STORED DATA.

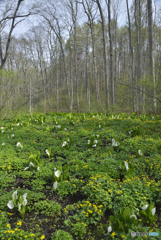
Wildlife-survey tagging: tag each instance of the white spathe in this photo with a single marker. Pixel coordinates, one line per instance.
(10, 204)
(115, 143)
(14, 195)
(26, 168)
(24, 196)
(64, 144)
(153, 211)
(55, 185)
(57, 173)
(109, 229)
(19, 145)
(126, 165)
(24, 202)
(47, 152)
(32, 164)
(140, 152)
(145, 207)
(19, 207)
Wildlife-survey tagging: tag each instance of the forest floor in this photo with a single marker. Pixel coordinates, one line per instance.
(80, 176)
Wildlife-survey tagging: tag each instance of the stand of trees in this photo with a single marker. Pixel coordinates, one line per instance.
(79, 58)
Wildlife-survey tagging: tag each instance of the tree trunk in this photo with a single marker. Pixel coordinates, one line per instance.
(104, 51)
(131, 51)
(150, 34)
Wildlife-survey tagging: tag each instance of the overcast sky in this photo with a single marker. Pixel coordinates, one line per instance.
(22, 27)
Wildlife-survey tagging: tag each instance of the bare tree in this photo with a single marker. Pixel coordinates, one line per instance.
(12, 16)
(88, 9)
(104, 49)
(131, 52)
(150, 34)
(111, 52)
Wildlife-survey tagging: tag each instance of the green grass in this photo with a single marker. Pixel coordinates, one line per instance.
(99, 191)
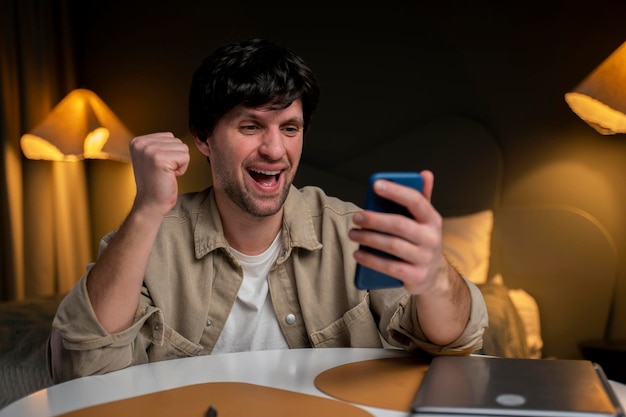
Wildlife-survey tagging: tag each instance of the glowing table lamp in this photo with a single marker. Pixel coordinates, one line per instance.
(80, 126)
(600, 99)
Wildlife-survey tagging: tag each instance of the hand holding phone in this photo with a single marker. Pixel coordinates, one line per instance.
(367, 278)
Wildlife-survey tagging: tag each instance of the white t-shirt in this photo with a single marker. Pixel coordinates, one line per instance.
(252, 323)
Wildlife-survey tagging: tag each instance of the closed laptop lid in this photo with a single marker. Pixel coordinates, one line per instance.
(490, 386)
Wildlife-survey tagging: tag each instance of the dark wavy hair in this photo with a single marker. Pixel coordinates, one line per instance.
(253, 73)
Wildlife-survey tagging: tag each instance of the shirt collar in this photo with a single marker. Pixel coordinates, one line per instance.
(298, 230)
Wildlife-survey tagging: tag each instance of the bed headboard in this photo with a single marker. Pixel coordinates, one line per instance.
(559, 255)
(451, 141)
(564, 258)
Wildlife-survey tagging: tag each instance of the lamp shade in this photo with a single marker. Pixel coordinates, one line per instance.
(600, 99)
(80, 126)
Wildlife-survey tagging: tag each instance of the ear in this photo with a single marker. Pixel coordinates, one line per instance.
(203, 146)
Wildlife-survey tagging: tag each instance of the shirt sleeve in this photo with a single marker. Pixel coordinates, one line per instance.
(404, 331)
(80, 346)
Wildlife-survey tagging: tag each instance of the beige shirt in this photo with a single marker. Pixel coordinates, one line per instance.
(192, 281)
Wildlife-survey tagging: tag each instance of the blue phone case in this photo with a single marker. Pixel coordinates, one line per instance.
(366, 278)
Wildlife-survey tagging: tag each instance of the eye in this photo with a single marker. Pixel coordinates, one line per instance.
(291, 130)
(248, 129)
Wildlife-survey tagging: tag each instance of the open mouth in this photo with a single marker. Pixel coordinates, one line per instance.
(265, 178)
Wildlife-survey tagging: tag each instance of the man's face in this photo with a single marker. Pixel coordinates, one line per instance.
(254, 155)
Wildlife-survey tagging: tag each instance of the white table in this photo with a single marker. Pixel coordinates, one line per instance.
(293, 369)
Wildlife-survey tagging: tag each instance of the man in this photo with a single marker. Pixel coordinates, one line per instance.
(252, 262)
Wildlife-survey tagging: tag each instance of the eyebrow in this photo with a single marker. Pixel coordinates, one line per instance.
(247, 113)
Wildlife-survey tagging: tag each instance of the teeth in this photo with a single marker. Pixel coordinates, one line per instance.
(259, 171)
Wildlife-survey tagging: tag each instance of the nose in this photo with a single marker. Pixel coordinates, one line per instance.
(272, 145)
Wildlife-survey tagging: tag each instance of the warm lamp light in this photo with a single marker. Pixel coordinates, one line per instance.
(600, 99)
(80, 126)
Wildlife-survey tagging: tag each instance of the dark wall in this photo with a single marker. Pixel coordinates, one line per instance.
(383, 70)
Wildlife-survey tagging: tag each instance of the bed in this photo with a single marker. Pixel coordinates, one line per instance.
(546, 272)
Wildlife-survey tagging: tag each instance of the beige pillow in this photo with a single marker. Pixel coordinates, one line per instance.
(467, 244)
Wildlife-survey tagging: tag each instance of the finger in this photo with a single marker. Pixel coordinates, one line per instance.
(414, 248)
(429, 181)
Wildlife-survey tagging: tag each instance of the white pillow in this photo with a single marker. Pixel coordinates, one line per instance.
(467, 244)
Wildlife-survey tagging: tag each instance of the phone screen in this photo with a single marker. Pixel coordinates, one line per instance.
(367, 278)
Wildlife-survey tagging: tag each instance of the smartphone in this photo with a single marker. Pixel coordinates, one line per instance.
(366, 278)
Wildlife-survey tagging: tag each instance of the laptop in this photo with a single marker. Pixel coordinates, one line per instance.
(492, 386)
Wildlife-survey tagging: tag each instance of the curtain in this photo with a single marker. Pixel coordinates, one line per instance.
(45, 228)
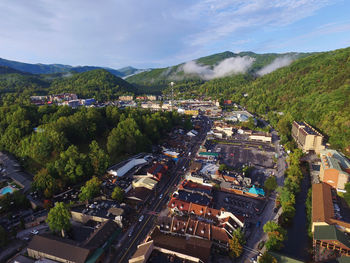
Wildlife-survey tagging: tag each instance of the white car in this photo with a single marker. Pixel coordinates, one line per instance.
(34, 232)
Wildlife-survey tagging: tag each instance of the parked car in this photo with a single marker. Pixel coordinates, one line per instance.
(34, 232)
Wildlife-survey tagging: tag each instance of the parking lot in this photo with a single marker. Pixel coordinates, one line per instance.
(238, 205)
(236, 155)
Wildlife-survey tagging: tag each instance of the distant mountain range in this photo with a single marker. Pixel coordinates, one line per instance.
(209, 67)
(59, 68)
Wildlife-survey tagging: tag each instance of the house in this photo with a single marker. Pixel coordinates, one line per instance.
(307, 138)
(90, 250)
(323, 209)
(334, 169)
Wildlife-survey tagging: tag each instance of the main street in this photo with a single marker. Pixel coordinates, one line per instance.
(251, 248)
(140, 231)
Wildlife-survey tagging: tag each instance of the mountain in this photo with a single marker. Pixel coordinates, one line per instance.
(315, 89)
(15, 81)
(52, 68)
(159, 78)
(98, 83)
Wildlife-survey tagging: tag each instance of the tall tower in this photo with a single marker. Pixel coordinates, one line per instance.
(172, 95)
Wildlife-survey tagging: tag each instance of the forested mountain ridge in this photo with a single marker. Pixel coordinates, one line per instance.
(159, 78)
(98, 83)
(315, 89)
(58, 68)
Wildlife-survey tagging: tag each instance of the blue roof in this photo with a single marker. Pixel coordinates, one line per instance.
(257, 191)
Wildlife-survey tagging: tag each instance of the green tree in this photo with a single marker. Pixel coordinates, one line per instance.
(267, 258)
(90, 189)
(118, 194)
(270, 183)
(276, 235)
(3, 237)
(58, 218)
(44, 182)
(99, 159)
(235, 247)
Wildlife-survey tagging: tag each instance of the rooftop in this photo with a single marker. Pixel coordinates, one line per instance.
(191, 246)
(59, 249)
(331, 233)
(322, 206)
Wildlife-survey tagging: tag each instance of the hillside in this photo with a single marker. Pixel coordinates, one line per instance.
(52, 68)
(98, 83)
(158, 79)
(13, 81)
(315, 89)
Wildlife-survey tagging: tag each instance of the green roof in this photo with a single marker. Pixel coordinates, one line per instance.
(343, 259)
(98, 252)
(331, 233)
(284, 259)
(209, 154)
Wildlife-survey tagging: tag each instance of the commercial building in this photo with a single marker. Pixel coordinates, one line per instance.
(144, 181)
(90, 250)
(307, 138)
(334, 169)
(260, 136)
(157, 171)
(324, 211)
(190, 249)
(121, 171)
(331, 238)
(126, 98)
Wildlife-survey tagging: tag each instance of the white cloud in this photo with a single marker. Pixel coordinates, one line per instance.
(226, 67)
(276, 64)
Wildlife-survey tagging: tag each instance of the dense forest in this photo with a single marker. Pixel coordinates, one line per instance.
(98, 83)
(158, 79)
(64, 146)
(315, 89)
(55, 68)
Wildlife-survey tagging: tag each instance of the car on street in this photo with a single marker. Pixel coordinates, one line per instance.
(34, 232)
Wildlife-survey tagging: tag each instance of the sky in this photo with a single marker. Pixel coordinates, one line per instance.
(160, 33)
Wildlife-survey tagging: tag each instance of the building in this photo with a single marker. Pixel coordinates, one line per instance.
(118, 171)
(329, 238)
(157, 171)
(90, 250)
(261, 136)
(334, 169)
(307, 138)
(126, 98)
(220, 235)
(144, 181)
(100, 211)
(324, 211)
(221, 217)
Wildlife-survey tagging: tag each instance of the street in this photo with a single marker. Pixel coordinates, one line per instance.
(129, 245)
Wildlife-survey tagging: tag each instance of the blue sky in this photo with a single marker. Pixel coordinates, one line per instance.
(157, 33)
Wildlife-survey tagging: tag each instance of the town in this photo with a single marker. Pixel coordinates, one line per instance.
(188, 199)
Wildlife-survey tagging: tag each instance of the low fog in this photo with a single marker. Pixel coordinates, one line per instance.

OBJECTIVE.
Repeat only the lines from the one holding "Wildlife-survey tagging: tag each instance of the street" through the last line of the data.

OUTPUT.
Wildlife-survey tagging: tag each instance of the street in this photo with a single marker. Pixel coordinates, one line per instance.
(129, 245)
Wildlife-survey tagging: tag each instance of the blue sky in this photo with a single marker. Pixel coordinates, one line per instance.
(157, 33)
Wildlife-survey tagging: tag each instance of the town in this photo with a single marker. Pixel coordinates, one line per instance.
(188, 199)
Wildlife-survey tagging: tag each instance of the low fog in this photo with a single marker. Pixel coordinates, one line per instance.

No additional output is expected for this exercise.